» **QUESTIONS TO ANSWER**:
• A. Reproduce everything from "In August 2022" down to "CryptoNumerics (July 2020)." in the Snowflake acquisition article, swapping "Applica" for "Applica AI".
• B. Using the Snowflake acquisition article, answer these:
(i) In which month did Snowflake acquire LeapYear?
(ii) Who founded Neeva?
(iii) Where is ThirdAI based?

» **SOURCE PASSAGE**:
# # # # # # #

Cloud-based data warehouse company Snowflake on Wednesday said that it was acquiring Neeva, a startup based in Mountain View, California, for an undisclosed sum in an effort to add generative AI-based search to its Data Cloud platform.
“Snowflake is acquiring Neeva, a search company founded to make search even more intelligent at scale. Neeva created a unique and transformative search experience that leverages generative AI and other innovations to allow users to query and discover data in new ways,” Snowflake co-founder Benoit Dageville said in a blog post.
“Search is fundamental to how businesses interact with data, and the search experience is evolving rapidly with new conversational paradigms emerging in the way we ask questions and retrieve information, enabled by generative AI. The ability for teams to discover precisely the right data point, data asset, or data insight is critical to maximizing the value of data,” Dageville added.
Snowflake has been on an acquisition spree lately, with the company acquiring LeapYear in February to boost its data clean room abilties.
In August 2022 it bought AI-based document analysis platform Applica, based in Poland, to help enterprises handle unstructured data.
Other acquisitions included Streamlit (March 2022), Polish custom software company Pragmatists (January 2022), Polish digital products development studio Polidea (February 2021), and Canadian data anonymization company CryptoNumerics (July 2020).
Neeva, which has raised over $77 million in funding till date from firms such as Greylock and Sequoia, was founded in 2019 by Sridhar Ramaswamy and Vivek Raghunathan.
DataStax on Wednesday said that it was partnering with Houston-based startup ThirdAI to bring large language models (LLMs) to its database offerings, such as DataStax Enterprise for on-premises and NoSQL database-as-a-service AstraDB.
The partnership, according to DataStax’s chief product officer, Ed Anuff, is part of the company’s strategy to bring artificial intelligence to where data is residing.

# # # # # # #

» **ENTRIES SHOWN**:
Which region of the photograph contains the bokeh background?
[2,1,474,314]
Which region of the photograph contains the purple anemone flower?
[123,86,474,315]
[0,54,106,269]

# # # # # # #

» **WRITTEN RESPONSES**:
• A.
In August 2022 it bought AI-based document analysis platform Applica AI, based in Poland, to help enterprises handle unstructured data.
Other acquisitions included Streamlit (March 2022), Polish custom software company Pragmatists (January 2022), Polish digital products development studio Polidea (February 2021), and Canadian data anonymization company CryptoNumerics (July 2020).

• B.
(i) February
(ii) Sridhar Ramaswamy and Vivek Raghunathan
(iii) Houston